* _What the task asks_
Retype every line of the records below word for word, leaving out the pictures.
— start of Task material —
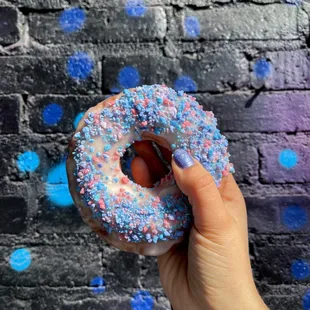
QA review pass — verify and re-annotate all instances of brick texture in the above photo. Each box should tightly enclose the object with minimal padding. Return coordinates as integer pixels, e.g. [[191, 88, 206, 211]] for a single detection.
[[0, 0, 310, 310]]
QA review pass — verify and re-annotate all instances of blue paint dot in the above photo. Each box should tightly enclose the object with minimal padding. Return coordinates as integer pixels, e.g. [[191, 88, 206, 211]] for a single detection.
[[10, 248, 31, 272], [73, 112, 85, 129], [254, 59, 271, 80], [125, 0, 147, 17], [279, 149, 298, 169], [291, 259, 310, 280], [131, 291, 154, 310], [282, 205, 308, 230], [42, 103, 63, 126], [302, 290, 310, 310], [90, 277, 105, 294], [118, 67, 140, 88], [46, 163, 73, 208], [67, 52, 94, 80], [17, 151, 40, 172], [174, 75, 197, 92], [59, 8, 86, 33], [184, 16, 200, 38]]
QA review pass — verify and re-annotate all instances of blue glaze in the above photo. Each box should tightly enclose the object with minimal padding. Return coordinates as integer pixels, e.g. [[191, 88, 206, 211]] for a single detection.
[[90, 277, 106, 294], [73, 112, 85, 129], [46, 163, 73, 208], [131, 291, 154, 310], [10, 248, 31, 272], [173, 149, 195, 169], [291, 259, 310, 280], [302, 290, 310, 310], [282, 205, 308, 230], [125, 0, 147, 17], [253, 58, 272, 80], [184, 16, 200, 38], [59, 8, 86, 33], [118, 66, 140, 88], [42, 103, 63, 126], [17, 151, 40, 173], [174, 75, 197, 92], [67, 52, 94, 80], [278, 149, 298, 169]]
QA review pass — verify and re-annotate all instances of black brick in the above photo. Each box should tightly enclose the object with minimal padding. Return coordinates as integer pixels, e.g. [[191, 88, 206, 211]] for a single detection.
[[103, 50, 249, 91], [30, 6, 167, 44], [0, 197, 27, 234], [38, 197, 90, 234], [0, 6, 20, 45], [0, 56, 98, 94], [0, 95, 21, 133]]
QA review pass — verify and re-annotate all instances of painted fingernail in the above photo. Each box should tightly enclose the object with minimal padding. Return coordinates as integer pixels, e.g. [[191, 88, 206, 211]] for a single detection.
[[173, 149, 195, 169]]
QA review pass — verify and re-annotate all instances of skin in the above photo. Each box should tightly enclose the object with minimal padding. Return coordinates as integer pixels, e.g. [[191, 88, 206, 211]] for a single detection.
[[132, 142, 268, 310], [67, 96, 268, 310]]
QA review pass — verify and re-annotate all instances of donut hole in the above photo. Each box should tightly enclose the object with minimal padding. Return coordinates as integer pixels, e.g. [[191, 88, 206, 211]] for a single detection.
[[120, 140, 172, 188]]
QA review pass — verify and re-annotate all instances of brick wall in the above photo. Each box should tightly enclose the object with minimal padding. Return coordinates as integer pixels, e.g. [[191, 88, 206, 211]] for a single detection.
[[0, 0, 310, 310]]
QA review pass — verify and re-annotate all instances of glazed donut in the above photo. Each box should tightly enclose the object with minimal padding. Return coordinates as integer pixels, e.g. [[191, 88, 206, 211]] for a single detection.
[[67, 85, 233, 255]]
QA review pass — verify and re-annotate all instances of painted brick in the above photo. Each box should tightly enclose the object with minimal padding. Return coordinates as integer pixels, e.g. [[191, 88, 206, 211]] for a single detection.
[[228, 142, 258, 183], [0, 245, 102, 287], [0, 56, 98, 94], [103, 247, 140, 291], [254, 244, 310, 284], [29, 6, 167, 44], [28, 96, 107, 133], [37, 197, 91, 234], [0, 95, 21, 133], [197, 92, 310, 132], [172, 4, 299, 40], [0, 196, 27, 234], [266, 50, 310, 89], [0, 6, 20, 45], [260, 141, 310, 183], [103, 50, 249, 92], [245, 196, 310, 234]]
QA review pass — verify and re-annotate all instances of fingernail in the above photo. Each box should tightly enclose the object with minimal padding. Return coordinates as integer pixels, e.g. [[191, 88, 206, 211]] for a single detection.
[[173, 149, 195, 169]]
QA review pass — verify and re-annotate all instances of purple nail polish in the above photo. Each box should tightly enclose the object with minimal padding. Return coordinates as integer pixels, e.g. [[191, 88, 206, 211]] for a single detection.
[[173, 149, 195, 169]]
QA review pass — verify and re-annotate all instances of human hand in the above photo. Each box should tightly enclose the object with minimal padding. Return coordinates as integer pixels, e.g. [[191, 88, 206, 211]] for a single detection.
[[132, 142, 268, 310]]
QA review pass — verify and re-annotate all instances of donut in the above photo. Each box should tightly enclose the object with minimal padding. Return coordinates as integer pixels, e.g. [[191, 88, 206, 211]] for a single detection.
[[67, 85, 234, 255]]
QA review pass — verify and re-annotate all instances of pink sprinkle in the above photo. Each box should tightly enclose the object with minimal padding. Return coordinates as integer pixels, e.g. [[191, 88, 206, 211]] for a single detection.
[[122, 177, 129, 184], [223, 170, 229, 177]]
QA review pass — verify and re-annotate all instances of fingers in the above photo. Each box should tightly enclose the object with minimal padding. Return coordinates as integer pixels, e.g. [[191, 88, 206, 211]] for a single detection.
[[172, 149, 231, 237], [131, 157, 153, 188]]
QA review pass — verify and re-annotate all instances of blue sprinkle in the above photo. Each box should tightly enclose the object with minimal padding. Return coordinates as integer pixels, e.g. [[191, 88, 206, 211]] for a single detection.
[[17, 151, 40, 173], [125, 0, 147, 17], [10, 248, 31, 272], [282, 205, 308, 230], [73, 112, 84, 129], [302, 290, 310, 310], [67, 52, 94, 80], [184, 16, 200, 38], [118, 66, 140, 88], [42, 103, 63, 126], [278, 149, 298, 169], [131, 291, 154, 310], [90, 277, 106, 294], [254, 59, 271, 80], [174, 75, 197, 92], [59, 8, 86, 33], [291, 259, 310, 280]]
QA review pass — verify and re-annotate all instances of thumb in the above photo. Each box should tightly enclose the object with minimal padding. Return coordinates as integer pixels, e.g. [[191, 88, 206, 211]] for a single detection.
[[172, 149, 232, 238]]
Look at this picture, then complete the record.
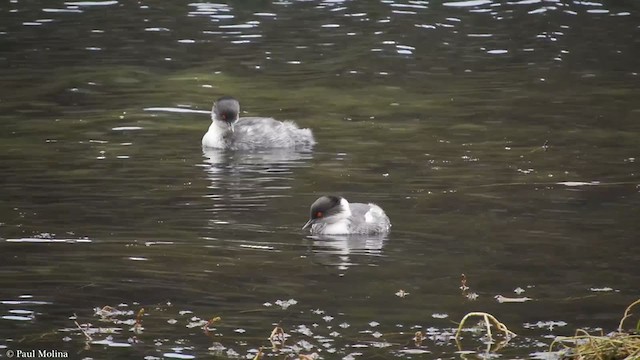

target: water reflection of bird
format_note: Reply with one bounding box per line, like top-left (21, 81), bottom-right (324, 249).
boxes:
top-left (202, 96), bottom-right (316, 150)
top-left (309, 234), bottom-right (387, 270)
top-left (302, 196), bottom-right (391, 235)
— end of Task material —
* _Written response_
QA review pass — verify and re-annotate all instances of brick texture in the above photo. Each box should tightly enclose the object with minimal padding. Return coordinates as integer pixels, e.g. [[191, 88, 206, 211]] for a single detection.
[[0, 0, 310, 310]]
QA review pass — verify and re-annotate all instances of blue paint dot in the above photo. Each box should tightly enclose the object with minimal padding. Return coordinates as integer pixels, e.g. [[191, 88, 206, 211]] for a single detection.
[[10, 248, 31, 272], [73, 112, 85, 129], [254, 59, 271, 80], [125, 0, 147, 17], [279, 149, 298, 169], [291, 259, 310, 280], [131, 291, 154, 310], [282, 205, 308, 230], [42, 103, 63, 126], [302, 290, 310, 310], [90, 277, 105, 294], [118, 67, 140, 88], [46, 163, 73, 208], [67, 52, 94, 80], [17, 151, 40, 172], [174, 75, 197, 92], [59, 8, 86, 33], [184, 16, 200, 38]]
QA review pass — verify and re-annotate all instances of blue glaze in the above photo. Each box should tightly enclose the object with minimal padding. Return coordinates as integer pixels, e.g. [[191, 88, 206, 211]] for a single detection.
[[90, 277, 106, 294], [73, 112, 85, 129], [46, 163, 73, 208], [131, 291, 154, 310], [10, 248, 31, 272], [173, 149, 195, 169], [291, 259, 310, 280], [302, 290, 310, 310], [282, 205, 308, 230], [125, 0, 147, 17], [253, 58, 272, 80], [184, 16, 200, 38], [59, 8, 86, 33], [118, 66, 140, 88], [42, 103, 63, 126], [17, 151, 40, 173], [174, 75, 197, 92], [67, 52, 94, 80], [278, 149, 298, 169]]
QA review pass — verify and re-annotate all instances of black brick in the above photo. Each box should tightly enclose the object with minimal padding. Return coordinates as integer pixels, e.g. [[191, 88, 206, 211]] for a single detection.
[[103, 50, 249, 91], [30, 6, 167, 44], [0, 197, 27, 234], [38, 197, 90, 234], [0, 6, 20, 45], [0, 56, 98, 94], [0, 95, 21, 133]]
QA review pass — verify and re-annotate all instances of painted fingernail in the above photo. Each box should tightly enclose the object with minimal padding. Return coordinates as integer pixels, e.g. [[191, 88, 206, 211]] for a single detection.
[[173, 149, 195, 169]]
QA review pass — verify and re-annotate all instances of skin in the above photo. Each box should tightly enclose the object with minimal padding. Return coordinates as integer pixels, e.g. [[191, 88, 206, 211]] for a single detection.
[[132, 142, 268, 310], [67, 96, 268, 310]]
QA review pass — verify and re-annotate all instances of donut hole in the above photo. Each box should tightly enclose the object with minimal padding. Return coordinates as integer pixels, e.g. [[191, 88, 206, 211]] for a single detection.
[[120, 140, 172, 188]]
QA review pass — verify and re-annotate all instances of brick wall in the above photo. Each box should tightly enclose the object with minimal padding. Return coordinates as integer pixels, e.g. [[191, 88, 206, 211]] for a single detection.
[[0, 0, 310, 310]]
QA review pass — verify and re-annotate all instances of glazed donut in the above photo. Each box should tightly enclose the object with minimal padding. Return coordinates as integer pixels, e.g. [[191, 88, 206, 211]] for a single detection.
[[67, 85, 233, 255]]
QA review pass — verify and re-annotate all instances of painted brick in the above photo. Each box should tightly enclose the object with minimal padding. Return coordinates as integer pixels, e.g. [[191, 88, 206, 211]] for a single detection.
[[228, 142, 258, 183], [0, 245, 102, 287], [0, 56, 98, 94], [103, 247, 140, 291], [254, 244, 310, 284], [29, 6, 167, 44], [28, 96, 107, 133], [37, 197, 91, 234], [0, 95, 21, 133], [197, 92, 310, 132], [172, 4, 299, 40], [0, 196, 27, 234], [266, 50, 310, 89], [0, 6, 20, 45], [260, 141, 310, 183], [103, 50, 249, 92], [245, 196, 310, 234]]
QA review pass — verify and re-annotate all instances of fingernail in the above photo. Each box should tightly enclose the object with minimal padding. Return coordinates as integer pixels, e.g. [[191, 88, 206, 211]] for a single detection.
[[173, 149, 195, 169]]
QA review pass — verify and re-annotate all instances of purple nail polish in the above photo. Each box should tightly enclose the object with minimal padding. Return coordinates as integer pixels, e.g. [[191, 88, 206, 211]] for a single detection.
[[173, 149, 195, 169]]
QA review pass — verify and re-annotate all instances of human hand in the above photo. Each box should tightly enclose the object with minimal padding. Return coordinates as integer pixels, e.g. [[191, 88, 206, 211]] for a single detection.
[[132, 142, 268, 310]]
QA review pass — verify and re-annotate all instances of donut in the above photo. Each box should tightly enclose the object with minimal padding. Return coordinates as integer pixels, e.g. [[191, 88, 206, 211]] for a single detection.
[[67, 85, 234, 255]]
QA review pass — verify and re-annotate all instances of pink sprinkle in the above photo. Each box should tightly enclose the object with minimal padding. Return coordinates as integer pixels, e.g. [[191, 88, 206, 211]] for a single detection.
[[122, 177, 129, 184], [223, 170, 229, 177]]
QA review pass — verify and re-annotate all instances of fingers in the above photo. Each box should tightly enclose the object with minimal padding. Return coordinates as integer pixels, e.g. [[191, 88, 206, 211]] for a single detection.
[[172, 149, 231, 237], [131, 157, 153, 188]]
QA review pass — verify and re-annotate all instances of blue sprinkle in the above photo. Each box should tightly enclose the object with minimal padding. Return coordinates as integer pixels, e.g. [[191, 88, 206, 211]] for a single detection.
[[17, 151, 40, 173], [125, 0, 147, 17], [10, 248, 31, 272], [282, 205, 308, 230], [73, 112, 84, 129], [302, 290, 310, 310], [67, 52, 94, 80], [184, 16, 200, 38], [118, 66, 140, 88], [42, 103, 63, 126], [278, 149, 298, 169], [131, 291, 154, 310], [90, 277, 106, 294], [254, 59, 271, 80], [174, 75, 197, 92], [59, 8, 86, 33], [291, 259, 310, 280]]
QA review pass — verify and re-annotate all instances of thumb in the above photo. Each box should tightly enclose the object with minimal padding. Return coordinates as integer pixels, e.g. [[191, 88, 206, 211]] for a single detection.
[[172, 149, 232, 238]]
Look at this picture, then complete the record.

target: water reflection of bird
format_note: Reply with one bounding box per line, like top-left (21, 81), bottom-right (324, 249).
boxes:
top-left (202, 96), bottom-right (316, 150)
top-left (309, 234), bottom-right (387, 270)
top-left (302, 196), bottom-right (391, 235)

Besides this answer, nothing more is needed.